══ ENTRIES SUPPLIED

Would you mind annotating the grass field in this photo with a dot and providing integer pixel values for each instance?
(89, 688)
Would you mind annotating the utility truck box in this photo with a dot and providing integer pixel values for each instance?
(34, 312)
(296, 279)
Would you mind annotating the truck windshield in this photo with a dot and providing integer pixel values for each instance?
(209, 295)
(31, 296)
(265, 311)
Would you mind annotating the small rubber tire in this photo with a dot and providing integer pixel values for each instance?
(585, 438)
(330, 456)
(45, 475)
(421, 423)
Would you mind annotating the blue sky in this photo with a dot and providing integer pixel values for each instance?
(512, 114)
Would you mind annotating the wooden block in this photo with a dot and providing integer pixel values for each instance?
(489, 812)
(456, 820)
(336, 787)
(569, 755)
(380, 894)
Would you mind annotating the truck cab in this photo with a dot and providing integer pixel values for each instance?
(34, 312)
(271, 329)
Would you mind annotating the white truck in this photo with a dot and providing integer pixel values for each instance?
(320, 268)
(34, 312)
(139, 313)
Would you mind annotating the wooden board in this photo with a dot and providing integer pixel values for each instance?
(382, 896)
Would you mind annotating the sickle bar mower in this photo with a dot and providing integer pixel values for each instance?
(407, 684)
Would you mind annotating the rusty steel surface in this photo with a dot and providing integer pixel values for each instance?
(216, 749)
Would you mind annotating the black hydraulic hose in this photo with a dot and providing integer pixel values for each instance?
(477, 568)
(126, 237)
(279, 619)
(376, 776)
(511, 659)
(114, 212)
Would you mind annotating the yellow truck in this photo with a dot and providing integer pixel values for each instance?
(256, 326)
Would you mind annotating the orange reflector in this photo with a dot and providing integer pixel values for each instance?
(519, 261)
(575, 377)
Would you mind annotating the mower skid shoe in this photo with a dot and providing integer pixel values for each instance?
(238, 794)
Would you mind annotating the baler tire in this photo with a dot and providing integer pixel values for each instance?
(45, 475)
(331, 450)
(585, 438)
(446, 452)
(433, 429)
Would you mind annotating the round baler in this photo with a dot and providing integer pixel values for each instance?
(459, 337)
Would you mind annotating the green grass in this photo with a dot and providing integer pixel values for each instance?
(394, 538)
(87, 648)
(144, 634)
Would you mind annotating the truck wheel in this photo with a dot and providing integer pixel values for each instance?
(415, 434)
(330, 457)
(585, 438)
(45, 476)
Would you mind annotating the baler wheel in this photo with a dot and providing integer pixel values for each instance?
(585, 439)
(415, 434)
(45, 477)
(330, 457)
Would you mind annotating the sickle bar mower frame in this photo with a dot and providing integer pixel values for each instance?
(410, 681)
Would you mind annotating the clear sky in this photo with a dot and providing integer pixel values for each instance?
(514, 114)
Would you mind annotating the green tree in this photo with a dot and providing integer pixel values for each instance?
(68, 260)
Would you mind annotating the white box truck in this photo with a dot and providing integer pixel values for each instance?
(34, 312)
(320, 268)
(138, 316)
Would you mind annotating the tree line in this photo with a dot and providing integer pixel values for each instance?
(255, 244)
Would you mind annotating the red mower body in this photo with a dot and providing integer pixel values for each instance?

════

WHAT NEEDS TO BE DONE:
Could you copy every record above exactly as it stands?

ANSWER TO THE EXERCISE:
Would you mind annotating the grass field in this photo with a dot and providing integer pixel values for each instance?
(89, 688)
Would you mind annotating the utility truck box in this photo with a dot and providing integer pixel values for each instance?
(34, 312)
(296, 279)
Would you mind annotating the truck windshield in this photo with a dot and providing integer pixel values for each instance?
(209, 295)
(31, 296)
(265, 311)
Would you mind annotating the small rubber tire in this photo with a dot and providing integer pixel values for each instance?
(585, 438)
(330, 456)
(45, 475)
(421, 423)
Would you mind annotating the blue sky in this photo with a dot and providing integer pixel values for each instance?
(512, 114)
Would you mind annotating the wooden block in this photo with a dot and providing integer pixel values for each instance?
(489, 812)
(456, 820)
(336, 787)
(569, 755)
(380, 894)
Would you mind annotating the truck cab in this photo with a dot and providing integer pixel values for each instance?
(34, 312)
(271, 329)
Would you mind annotating the white truck in this photo with a dot and providing integer pixel values for each instance?
(320, 268)
(34, 312)
(139, 313)
Would you mind annotating the wooden board in this photo with a dot and providing integer pixel values for each instance?
(382, 896)
Would you mind annotating the sickle bar mower in this photo with a dot and providing integer pixel values for each instance?
(407, 684)
Would you mind annotating the rusty steel surface in this photo with a dot and providing integer pixel values for each instance?
(216, 749)
Would you mind annotating the black hydraulic hose in this photo with a dot and providing integer pixel values for each instance?
(477, 568)
(126, 237)
(279, 619)
(376, 776)
(511, 659)
(114, 212)
Would you mind annotating the yellow truck in this photo with a dot and providing integer pixel values for each instance?
(256, 326)
Would you mind annotating the orange reflector in this photo with a dot and providing integer pixel values for each instance?
(519, 261)
(575, 377)
Would you mind annotating the mower skid shoe in this photo with a dot and providing integer pixel values for each instance?
(238, 794)
Would you mind annotating the baler tire in this photo with a dot and providing integer pixel values for each instance?
(45, 475)
(331, 450)
(585, 438)
(446, 452)
(433, 429)
Would you mind annotating the round baler in this photo with a dot and providing integer pixel values for each instance?
(459, 337)
Would you mind annotating the green grass in this photo with a dot and providing integer pixel values for each instance?
(394, 538)
(87, 648)
(144, 634)
Would you mind annotating the truck wheel in this photo with a dot and providing integer pixel values for each instance?
(415, 434)
(330, 457)
(585, 438)
(45, 476)
Would you mind annotating the baler wheel in this photo with a dot and providing integer pixel values for each instance?
(585, 439)
(415, 434)
(45, 477)
(330, 457)
Would you mind annotating the sickle bar mower frame in this photo with a dot and providing integer pixel values for each instance?
(410, 681)
Would you mind annotating the clear sky in this photo with a dot and providing integer pixel values for each instance?
(514, 114)
Would you mind annotating the green tree in this photo with a dot and providing integer pixel values for each instance?
(68, 260)
Would you mind annotating the white box truck in this photo with a dot and providing integer pixel values for each instance?
(34, 312)
(320, 268)
(138, 316)
Would you mind annotating the tree line in this photo with a dot and providing integer pixel values for each instance?
(255, 244)
Would you mind annotating the red mower body in this photo with a dot and providing integer pixel values for each instance?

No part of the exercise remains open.